> _WHAT THE TASK REQUIRES_: The line containing "For the benchmark, mark each instance of the blurred" marks the start; return it and every line after it in the listing below, exactly, through the last.

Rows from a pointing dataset

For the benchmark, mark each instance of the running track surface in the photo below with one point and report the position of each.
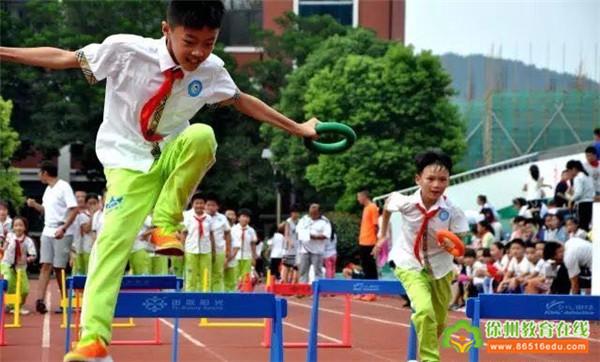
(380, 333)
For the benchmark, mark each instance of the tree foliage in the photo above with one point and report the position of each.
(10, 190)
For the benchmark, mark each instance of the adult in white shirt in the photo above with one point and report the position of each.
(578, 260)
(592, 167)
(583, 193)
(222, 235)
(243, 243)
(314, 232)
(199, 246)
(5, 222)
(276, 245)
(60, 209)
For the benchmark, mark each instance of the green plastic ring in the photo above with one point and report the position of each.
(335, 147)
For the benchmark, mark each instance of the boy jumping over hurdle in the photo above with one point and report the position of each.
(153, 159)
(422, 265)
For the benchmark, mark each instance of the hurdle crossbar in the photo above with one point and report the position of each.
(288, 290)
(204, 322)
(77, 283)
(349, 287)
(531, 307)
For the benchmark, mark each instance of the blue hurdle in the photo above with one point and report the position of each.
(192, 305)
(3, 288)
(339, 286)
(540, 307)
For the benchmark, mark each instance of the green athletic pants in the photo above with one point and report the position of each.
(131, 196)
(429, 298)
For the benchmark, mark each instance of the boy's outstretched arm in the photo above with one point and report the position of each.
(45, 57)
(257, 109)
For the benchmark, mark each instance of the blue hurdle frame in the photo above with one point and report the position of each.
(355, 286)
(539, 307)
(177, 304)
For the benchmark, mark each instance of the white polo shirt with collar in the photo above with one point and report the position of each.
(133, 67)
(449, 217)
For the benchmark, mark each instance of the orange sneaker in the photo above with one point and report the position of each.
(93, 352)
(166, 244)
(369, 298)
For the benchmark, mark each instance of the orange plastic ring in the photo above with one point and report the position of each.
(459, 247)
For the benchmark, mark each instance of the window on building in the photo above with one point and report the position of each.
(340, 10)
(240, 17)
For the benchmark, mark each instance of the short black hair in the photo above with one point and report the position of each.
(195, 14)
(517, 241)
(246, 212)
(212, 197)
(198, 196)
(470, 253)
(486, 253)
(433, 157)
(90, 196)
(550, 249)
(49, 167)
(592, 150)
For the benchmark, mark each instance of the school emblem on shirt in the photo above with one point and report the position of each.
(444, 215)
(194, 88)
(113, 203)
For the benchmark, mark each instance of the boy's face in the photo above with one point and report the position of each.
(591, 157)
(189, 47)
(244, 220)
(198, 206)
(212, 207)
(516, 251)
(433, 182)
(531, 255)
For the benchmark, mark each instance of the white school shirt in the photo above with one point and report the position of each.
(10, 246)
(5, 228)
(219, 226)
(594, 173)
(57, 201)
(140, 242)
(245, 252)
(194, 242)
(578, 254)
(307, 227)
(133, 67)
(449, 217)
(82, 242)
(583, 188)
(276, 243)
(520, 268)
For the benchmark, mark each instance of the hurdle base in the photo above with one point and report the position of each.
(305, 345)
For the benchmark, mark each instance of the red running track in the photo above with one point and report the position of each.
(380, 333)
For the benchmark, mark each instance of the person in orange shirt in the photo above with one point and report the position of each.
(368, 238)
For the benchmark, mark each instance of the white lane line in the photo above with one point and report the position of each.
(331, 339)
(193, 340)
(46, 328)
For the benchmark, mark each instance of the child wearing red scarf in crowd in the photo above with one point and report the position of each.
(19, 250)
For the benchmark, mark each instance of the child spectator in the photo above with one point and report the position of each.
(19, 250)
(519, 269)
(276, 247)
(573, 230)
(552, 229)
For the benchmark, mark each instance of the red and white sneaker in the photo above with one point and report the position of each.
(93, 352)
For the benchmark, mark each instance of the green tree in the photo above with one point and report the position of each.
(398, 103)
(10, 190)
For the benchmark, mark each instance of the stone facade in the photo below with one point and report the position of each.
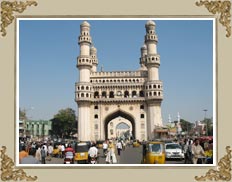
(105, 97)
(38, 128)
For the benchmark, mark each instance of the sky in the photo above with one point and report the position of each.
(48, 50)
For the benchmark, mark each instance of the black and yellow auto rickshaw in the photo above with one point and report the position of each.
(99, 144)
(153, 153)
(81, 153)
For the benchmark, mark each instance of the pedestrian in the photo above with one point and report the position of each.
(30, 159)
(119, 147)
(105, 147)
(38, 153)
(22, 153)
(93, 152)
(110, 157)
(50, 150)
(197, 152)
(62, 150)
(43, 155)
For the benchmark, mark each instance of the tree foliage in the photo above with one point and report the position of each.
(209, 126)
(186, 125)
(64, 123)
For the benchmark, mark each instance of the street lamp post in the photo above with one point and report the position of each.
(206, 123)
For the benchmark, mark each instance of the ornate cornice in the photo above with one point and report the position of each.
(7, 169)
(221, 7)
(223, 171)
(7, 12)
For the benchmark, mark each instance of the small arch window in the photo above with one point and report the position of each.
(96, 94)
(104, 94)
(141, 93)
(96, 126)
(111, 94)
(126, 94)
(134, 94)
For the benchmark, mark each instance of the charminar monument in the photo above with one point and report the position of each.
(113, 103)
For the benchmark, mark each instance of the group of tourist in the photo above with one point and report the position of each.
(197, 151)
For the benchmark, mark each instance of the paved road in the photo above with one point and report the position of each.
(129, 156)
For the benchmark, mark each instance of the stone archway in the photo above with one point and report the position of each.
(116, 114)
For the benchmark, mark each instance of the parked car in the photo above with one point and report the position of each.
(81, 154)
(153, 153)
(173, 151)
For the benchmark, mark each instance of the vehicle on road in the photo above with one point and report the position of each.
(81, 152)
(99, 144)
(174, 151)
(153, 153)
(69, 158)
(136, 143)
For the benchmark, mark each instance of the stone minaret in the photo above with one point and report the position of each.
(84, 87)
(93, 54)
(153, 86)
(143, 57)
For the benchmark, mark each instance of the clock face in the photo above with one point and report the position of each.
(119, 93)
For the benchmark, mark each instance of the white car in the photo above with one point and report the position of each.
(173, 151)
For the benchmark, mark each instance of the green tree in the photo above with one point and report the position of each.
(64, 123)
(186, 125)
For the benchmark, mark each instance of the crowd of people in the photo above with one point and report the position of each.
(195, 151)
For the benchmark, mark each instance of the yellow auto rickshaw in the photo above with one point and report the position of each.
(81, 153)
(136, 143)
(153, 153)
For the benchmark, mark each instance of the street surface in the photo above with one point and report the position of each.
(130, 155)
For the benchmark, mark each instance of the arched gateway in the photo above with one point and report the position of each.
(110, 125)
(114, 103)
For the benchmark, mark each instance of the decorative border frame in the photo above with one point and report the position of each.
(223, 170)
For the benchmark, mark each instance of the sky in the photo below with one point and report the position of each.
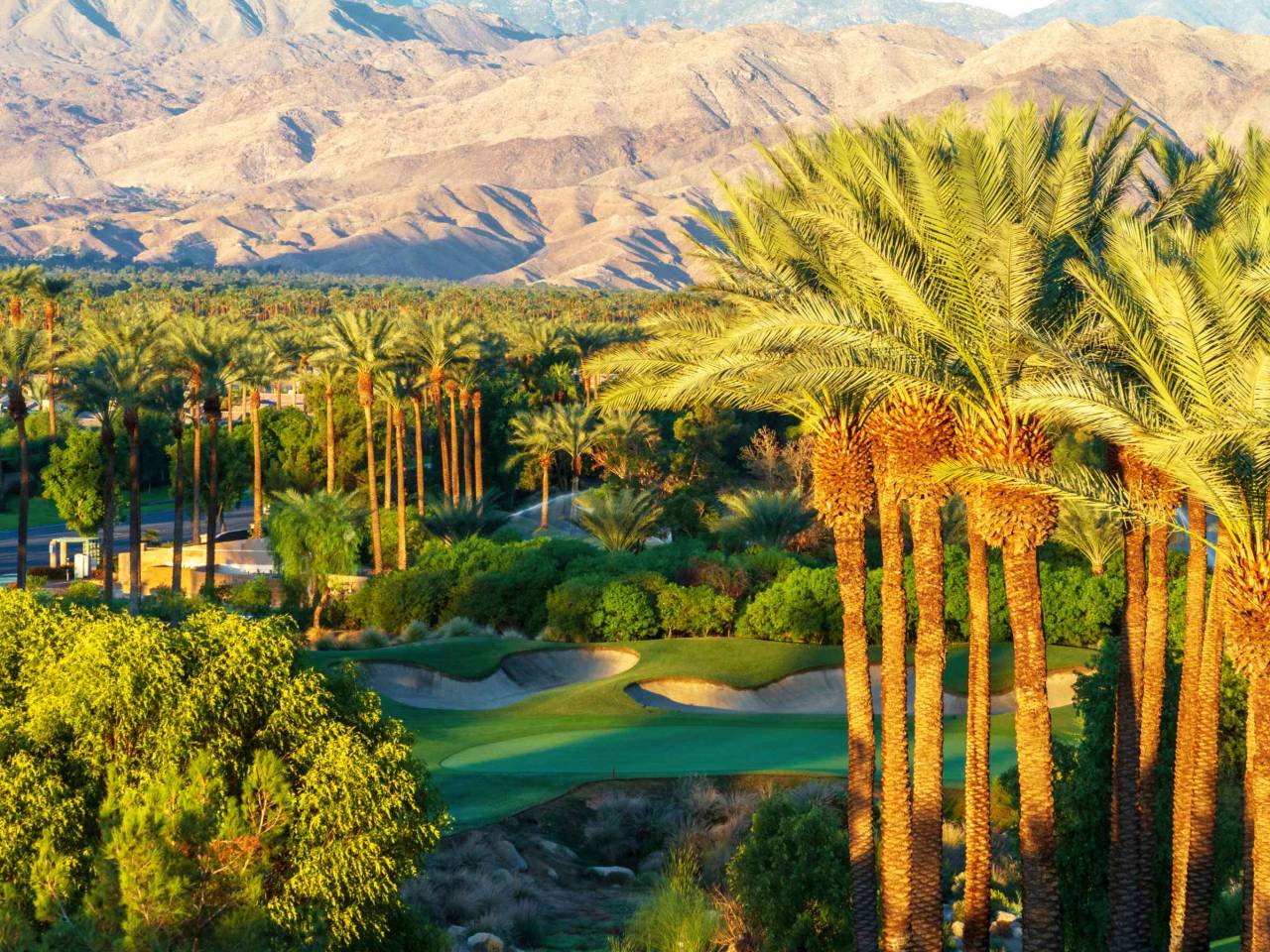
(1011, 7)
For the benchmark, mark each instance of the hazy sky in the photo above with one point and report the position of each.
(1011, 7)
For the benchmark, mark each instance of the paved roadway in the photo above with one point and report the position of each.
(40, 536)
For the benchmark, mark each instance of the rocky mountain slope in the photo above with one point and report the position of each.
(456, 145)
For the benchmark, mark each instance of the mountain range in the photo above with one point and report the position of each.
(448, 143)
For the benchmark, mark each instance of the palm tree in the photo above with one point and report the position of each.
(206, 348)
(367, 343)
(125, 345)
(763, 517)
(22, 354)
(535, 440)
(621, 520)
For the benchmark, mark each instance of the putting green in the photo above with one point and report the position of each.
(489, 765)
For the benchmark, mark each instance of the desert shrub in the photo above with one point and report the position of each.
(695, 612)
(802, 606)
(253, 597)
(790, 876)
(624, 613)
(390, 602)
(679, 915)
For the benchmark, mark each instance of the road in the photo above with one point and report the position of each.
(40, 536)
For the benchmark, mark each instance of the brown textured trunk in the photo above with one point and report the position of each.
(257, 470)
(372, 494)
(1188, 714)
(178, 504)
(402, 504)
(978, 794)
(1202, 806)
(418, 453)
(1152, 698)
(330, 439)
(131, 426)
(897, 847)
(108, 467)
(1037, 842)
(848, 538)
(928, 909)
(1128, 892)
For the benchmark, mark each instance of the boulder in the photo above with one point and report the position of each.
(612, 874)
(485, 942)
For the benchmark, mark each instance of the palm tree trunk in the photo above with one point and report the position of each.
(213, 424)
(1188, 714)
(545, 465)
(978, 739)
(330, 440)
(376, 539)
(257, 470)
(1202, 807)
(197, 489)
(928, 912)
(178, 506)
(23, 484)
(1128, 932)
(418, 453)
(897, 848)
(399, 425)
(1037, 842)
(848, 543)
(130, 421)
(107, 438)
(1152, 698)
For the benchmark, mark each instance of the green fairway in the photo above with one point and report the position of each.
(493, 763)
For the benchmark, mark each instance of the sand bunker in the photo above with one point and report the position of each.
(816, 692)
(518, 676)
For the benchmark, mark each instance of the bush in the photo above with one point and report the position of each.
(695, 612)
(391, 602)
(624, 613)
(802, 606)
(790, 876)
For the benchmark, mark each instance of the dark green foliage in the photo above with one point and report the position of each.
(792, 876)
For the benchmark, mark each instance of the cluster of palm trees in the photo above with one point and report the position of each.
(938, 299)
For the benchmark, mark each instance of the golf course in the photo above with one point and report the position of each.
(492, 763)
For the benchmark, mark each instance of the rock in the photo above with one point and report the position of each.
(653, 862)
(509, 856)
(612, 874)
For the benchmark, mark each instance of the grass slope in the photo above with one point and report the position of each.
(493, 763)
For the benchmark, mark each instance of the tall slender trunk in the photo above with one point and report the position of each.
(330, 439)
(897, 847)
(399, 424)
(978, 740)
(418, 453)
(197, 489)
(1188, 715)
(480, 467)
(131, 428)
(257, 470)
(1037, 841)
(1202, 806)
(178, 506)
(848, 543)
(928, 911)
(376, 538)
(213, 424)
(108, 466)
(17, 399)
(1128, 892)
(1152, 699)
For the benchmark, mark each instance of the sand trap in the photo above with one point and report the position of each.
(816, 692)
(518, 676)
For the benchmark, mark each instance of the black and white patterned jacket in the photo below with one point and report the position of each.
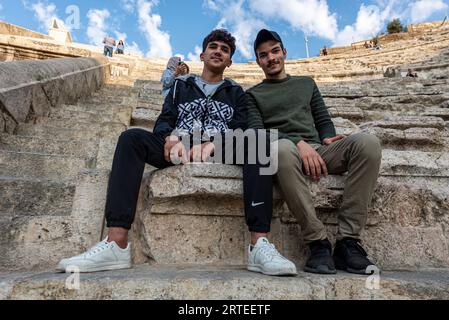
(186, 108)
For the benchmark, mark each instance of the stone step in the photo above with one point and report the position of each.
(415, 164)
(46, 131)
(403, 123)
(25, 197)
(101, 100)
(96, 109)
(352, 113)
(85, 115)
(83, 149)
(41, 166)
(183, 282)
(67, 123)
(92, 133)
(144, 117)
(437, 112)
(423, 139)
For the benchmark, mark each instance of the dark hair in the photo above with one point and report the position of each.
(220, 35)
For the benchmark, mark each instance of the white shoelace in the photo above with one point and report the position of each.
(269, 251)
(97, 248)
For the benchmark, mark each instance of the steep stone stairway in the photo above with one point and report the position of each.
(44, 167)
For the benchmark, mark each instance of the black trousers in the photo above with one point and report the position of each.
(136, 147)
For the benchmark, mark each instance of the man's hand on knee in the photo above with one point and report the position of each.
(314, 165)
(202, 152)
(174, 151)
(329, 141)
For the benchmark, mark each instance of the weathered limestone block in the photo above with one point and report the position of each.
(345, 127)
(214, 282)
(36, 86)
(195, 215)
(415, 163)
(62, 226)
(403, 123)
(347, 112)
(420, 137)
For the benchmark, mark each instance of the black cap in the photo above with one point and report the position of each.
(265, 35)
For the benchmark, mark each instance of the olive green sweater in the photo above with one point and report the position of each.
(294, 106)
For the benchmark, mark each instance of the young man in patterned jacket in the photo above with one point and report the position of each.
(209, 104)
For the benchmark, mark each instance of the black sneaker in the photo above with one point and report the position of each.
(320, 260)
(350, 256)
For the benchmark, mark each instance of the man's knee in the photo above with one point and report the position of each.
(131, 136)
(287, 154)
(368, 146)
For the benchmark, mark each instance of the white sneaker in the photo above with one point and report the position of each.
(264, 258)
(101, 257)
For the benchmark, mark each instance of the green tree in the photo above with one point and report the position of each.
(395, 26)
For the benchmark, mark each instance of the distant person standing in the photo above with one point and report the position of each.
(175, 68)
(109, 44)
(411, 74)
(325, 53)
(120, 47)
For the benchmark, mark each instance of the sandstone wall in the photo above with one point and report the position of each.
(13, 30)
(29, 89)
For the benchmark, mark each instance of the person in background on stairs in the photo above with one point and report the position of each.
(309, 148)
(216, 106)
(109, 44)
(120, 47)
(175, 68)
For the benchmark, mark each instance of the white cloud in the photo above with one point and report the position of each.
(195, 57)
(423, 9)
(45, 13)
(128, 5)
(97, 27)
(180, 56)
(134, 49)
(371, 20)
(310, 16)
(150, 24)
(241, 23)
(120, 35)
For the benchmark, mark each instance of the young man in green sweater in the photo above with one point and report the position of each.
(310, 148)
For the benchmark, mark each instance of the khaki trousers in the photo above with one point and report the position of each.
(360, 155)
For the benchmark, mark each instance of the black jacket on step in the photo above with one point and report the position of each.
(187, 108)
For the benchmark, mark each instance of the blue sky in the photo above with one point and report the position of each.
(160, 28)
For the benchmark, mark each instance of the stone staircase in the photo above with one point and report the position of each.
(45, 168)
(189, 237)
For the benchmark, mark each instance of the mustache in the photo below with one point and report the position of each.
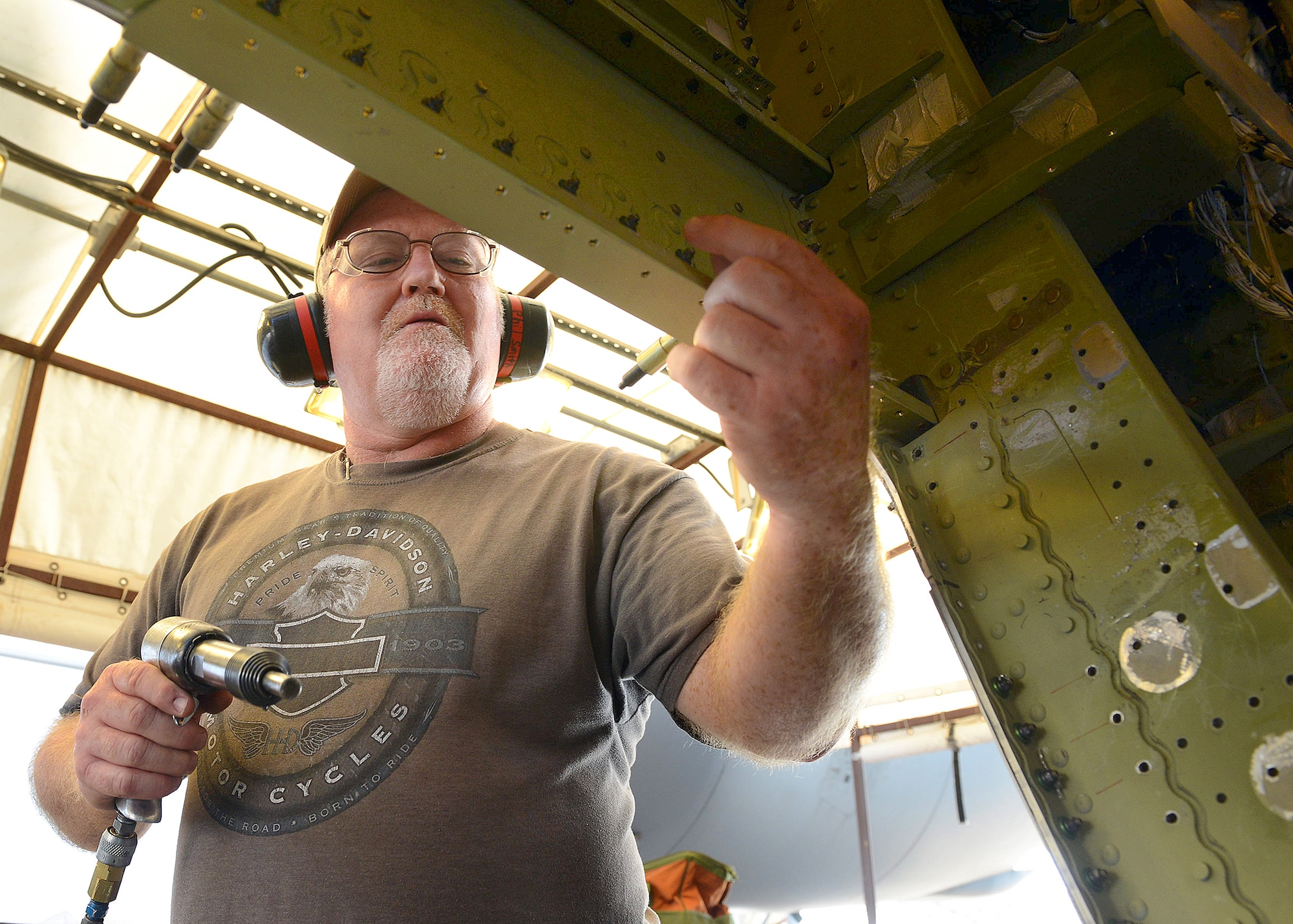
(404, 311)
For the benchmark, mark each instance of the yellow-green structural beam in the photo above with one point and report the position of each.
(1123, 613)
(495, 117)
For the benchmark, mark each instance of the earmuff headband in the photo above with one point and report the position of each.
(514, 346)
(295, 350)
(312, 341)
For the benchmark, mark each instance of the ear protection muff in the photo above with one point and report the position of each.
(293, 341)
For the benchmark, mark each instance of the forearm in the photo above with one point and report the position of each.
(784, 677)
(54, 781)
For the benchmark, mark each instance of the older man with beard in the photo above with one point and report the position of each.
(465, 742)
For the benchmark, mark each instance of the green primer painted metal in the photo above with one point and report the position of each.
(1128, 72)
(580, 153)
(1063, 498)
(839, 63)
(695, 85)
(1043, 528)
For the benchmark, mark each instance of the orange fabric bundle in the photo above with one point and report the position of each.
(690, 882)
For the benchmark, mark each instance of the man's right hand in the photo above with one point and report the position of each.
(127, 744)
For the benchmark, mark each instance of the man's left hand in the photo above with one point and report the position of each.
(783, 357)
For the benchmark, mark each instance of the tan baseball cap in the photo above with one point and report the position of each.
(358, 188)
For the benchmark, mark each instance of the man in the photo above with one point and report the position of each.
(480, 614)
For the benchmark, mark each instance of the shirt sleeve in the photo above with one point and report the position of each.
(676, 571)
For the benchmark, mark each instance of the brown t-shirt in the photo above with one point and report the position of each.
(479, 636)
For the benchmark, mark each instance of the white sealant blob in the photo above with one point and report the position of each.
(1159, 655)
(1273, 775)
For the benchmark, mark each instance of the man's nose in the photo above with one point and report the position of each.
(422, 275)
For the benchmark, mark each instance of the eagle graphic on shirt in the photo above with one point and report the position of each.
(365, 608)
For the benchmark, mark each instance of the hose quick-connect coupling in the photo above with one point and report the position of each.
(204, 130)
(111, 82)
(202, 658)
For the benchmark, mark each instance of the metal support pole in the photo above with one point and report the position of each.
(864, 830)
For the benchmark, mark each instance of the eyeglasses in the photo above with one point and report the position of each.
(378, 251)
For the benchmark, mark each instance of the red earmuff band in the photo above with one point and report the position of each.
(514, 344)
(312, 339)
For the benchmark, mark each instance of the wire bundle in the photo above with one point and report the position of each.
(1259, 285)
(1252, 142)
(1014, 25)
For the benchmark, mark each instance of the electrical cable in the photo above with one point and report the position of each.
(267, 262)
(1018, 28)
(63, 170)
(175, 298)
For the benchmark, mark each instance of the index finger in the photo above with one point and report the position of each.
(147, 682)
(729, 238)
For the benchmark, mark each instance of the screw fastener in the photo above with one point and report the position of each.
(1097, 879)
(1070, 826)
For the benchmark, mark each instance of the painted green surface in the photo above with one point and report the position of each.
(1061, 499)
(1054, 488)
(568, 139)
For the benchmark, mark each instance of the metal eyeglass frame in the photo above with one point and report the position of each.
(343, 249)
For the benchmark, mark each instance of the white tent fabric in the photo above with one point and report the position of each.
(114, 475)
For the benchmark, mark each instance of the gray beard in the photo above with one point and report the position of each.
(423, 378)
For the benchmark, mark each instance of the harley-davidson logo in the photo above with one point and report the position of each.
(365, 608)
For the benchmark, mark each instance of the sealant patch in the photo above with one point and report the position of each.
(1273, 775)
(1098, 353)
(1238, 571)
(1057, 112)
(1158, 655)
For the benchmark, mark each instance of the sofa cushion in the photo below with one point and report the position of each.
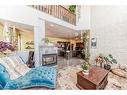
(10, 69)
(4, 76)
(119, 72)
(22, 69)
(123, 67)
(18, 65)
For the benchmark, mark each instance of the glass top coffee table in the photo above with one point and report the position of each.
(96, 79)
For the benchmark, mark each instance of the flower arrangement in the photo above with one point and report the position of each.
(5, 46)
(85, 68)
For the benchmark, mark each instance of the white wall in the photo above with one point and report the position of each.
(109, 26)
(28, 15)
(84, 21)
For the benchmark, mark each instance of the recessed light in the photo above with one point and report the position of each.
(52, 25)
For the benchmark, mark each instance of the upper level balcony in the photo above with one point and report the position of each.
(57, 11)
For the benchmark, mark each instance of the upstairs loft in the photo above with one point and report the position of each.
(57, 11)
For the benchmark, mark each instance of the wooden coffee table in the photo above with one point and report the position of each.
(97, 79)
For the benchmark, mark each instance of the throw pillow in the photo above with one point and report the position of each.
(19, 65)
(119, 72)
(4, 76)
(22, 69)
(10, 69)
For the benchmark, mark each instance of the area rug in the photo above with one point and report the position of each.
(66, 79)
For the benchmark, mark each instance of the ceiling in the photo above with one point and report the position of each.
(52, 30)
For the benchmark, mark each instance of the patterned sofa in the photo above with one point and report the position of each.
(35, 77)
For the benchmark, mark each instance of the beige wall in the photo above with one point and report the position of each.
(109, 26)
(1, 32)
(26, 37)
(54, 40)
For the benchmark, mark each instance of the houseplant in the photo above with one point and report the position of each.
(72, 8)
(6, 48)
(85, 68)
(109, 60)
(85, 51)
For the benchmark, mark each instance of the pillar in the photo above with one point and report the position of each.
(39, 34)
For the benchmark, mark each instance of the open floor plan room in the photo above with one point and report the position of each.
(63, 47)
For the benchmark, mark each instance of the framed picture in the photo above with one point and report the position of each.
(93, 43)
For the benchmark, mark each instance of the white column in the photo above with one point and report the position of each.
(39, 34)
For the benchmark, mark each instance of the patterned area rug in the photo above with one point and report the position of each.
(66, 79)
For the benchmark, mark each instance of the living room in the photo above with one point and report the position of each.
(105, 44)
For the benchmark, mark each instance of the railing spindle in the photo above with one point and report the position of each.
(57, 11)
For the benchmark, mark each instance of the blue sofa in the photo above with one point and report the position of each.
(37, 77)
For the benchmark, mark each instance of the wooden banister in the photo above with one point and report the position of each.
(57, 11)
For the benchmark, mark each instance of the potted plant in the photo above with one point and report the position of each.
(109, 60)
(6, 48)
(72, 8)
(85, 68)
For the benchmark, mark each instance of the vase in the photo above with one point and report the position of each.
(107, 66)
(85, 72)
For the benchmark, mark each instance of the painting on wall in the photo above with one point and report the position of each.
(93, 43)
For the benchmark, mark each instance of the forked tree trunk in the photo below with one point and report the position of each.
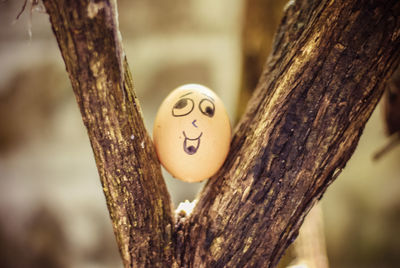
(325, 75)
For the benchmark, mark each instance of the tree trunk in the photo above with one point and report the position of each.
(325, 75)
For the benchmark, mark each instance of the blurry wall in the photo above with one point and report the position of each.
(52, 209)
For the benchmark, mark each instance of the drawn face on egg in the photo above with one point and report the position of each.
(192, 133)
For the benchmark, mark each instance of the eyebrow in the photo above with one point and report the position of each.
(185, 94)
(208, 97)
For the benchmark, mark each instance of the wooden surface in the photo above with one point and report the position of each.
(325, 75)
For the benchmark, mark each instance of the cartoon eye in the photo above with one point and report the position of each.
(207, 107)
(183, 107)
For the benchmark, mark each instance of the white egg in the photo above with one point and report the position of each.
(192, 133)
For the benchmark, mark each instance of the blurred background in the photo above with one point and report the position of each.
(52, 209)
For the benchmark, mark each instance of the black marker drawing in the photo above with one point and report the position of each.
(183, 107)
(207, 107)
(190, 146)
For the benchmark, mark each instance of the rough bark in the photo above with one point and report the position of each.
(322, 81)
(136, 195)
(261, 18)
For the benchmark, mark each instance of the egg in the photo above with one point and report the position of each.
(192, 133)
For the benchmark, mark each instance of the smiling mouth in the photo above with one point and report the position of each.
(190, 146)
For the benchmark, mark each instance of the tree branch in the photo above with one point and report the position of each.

> _SOLUTION TO THIS EXERCISE_:
For the benchmark, mark each instance of the blurred background in the photo above with one point and report the position of each.
(52, 209)
For the benchmark, mark each instance of the black marker drawing in the photo above with one point and report the position of each.
(183, 107)
(207, 107)
(190, 146)
For the benchmark, mark each instance of the rough bark in the photo above with one point and report the position of each.
(322, 81)
(136, 195)
(261, 18)
For the benchmark, mark each instance of the egg in the photo above with one point and report the position of each.
(192, 133)
For the benchmark, mark each instance of the smiling mouth in the photo above with one point and report the position of each.
(190, 146)
For the benchmark, mark each instance of the tree branch in the photo above with one point and report the position of each.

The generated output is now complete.